Could you copy the listing below line for line, changing nothing?

> _Part of a data file_
** begin **

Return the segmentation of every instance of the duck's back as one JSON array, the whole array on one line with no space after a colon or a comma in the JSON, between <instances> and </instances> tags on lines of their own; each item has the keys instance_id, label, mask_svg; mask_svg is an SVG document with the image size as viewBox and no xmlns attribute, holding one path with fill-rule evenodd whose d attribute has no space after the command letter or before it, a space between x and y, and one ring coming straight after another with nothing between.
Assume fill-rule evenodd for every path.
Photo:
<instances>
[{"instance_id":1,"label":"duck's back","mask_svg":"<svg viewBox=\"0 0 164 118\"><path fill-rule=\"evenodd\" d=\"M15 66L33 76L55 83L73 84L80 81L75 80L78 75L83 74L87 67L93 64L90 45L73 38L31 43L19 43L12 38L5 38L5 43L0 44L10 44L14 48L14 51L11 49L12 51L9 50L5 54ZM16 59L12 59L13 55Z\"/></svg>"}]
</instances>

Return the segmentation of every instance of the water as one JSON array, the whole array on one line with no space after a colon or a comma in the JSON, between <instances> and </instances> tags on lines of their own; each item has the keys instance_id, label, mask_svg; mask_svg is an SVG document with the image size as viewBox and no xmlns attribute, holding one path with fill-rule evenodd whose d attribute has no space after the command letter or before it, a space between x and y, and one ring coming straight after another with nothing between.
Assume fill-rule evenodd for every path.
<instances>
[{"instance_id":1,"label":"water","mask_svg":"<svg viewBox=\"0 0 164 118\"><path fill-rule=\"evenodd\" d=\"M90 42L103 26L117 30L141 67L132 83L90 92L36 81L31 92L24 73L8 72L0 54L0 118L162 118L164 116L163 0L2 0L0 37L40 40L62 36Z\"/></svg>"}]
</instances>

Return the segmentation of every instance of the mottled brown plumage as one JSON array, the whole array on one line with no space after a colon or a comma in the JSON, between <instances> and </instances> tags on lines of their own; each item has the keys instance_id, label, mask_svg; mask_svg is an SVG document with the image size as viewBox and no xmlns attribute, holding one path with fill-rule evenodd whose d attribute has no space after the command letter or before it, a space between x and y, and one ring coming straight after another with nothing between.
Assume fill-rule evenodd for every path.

** end **

> _Output_
Return the segmentation of every instance of the duck's back as one JSON array, the whole array on one line with no space after a colon or a comma in the JSON, between <instances> and </instances> tags on lines of their own; each item has the keys instance_id, label, mask_svg; mask_svg is an SVG document with the image size as viewBox and no xmlns attribute, holding one path with fill-rule evenodd whose d attribute has no space after the command letter or before it, a space between x and y, and one ring coming straight after another with nothing between.
Assume fill-rule evenodd for every path.
Photo:
<instances>
[{"instance_id":1,"label":"duck's back","mask_svg":"<svg viewBox=\"0 0 164 118\"><path fill-rule=\"evenodd\" d=\"M15 66L33 76L55 83L73 84L80 81L75 80L78 75L83 74L87 67L93 64L90 45L73 38L31 43L19 43L12 38L5 38L5 43L0 44L10 44L14 48L14 51L11 49L12 51L9 50L5 54ZM16 59L12 59L13 55Z\"/></svg>"}]
</instances>

Return the segmentation of every instance of the water as one JSON array, the whole array on one line with no space after a colon or a comma in the JSON, between <instances> and </instances> tags on lines of their own; each item has the keys instance_id, label, mask_svg; mask_svg is an SVG document with the image size as viewBox and no xmlns attribute, holding one path with fill-rule evenodd whose d attribute has no space after the command letter or before it, a space between x and y, and one ring coming straight after another with nothing between.
Assume fill-rule evenodd for every path.
<instances>
[{"instance_id":1,"label":"water","mask_svg":"<svg viewBox=\"0 0 164 118\"><path fill-rule=\"evenodd\" d=\"M90 42L103 26L117 30L141 67L132 83L90 92L36 81L31 92L24 73L8 72L0 54L0 118L162 118L164 116L163 0L2 0L0 37L40 40L62 36Z\"/></svg>"}]
</instances>

Return the segmentation of every instance of the mottled brown plumage as one JSON array, the whole array on one line with no space after a colon or a comma in the JSON, between <instances> and </instances> tags on lines of their own; each item has the keys instance_id, label, mask_svg; mask_svg is an SVG document with the image size as viewBox and no xmlns attribute, holding one path with fill-rule evenodd whose d attribute has no space after the command letter or before it, a space between x and y, and one ring coming straight after another with nothing between.
Assume fill-rule evenodd for every path.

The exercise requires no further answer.